Listed entries
(begin)
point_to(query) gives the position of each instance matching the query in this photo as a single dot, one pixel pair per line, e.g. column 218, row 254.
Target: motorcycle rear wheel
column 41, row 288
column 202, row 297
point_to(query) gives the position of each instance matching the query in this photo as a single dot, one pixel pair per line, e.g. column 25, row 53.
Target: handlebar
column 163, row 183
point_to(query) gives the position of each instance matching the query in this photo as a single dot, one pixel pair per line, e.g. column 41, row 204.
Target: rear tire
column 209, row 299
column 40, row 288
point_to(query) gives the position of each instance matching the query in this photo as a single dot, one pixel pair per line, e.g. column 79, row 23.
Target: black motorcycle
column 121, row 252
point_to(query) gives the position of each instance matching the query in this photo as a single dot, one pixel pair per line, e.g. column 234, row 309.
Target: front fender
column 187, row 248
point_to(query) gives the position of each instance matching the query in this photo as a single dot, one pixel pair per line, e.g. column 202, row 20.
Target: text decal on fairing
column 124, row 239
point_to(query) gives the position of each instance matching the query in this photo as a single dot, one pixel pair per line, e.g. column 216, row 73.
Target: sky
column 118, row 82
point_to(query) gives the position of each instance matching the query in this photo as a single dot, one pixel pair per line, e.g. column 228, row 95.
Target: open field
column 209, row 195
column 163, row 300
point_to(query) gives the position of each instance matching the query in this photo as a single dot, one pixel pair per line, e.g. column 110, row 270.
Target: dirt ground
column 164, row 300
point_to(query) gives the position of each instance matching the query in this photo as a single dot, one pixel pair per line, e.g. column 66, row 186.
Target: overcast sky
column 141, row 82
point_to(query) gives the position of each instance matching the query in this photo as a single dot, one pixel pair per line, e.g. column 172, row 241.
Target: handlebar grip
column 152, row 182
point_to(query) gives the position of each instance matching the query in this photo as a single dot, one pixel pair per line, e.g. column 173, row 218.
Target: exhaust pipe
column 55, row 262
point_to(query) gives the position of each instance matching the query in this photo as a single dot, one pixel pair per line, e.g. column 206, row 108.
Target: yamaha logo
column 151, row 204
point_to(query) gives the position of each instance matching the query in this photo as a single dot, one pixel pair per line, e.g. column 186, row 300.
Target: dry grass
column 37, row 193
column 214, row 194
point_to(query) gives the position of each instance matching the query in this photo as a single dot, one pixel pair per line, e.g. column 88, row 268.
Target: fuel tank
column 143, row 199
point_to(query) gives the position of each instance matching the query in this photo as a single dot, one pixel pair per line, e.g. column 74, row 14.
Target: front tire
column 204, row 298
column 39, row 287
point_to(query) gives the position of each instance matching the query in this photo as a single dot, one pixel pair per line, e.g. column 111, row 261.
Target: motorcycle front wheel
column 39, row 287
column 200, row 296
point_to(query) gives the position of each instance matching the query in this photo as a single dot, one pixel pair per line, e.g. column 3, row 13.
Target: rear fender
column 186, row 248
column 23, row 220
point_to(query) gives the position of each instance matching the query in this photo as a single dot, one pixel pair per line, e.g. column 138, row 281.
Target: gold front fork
(end)
(begin)
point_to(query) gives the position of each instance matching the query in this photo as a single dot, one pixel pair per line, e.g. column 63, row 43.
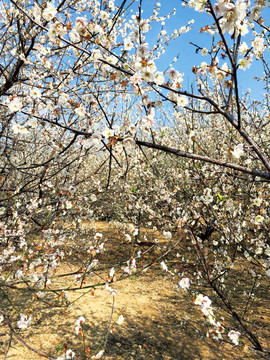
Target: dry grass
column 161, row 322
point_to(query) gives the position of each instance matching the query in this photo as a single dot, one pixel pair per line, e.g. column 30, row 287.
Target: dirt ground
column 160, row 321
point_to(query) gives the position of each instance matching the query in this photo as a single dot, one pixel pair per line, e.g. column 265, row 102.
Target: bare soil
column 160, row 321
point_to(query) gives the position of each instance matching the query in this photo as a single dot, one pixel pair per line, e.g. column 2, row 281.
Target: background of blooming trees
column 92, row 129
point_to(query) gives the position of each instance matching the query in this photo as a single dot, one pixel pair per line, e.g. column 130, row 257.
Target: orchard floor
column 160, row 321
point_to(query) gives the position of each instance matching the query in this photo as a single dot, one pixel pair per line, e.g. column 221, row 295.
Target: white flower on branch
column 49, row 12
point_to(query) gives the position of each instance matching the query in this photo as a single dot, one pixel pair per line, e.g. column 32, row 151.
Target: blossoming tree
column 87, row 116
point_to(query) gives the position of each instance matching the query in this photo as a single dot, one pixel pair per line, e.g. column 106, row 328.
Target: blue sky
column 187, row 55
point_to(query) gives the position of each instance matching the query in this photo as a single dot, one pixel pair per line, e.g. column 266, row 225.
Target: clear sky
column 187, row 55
(end)
What this task involves
Return, unchanged, the lines of data starting at the line containing "221, row 295." and ending at the line containing "column 87, row 116", including both of those lines.

Final result
point_to(query) gives the position of each instance matching the query in this photo as a single dot, one pixel pair per line, e.g. column 221, row 295.
Target: white flower on branch
column 49, row 12
point_to(query) gives the position of each instance matching the query in this photo as a single dot, one pixel pair per line, e.g. column 32, row 151.
Target: blossoming tree
column 87, row 116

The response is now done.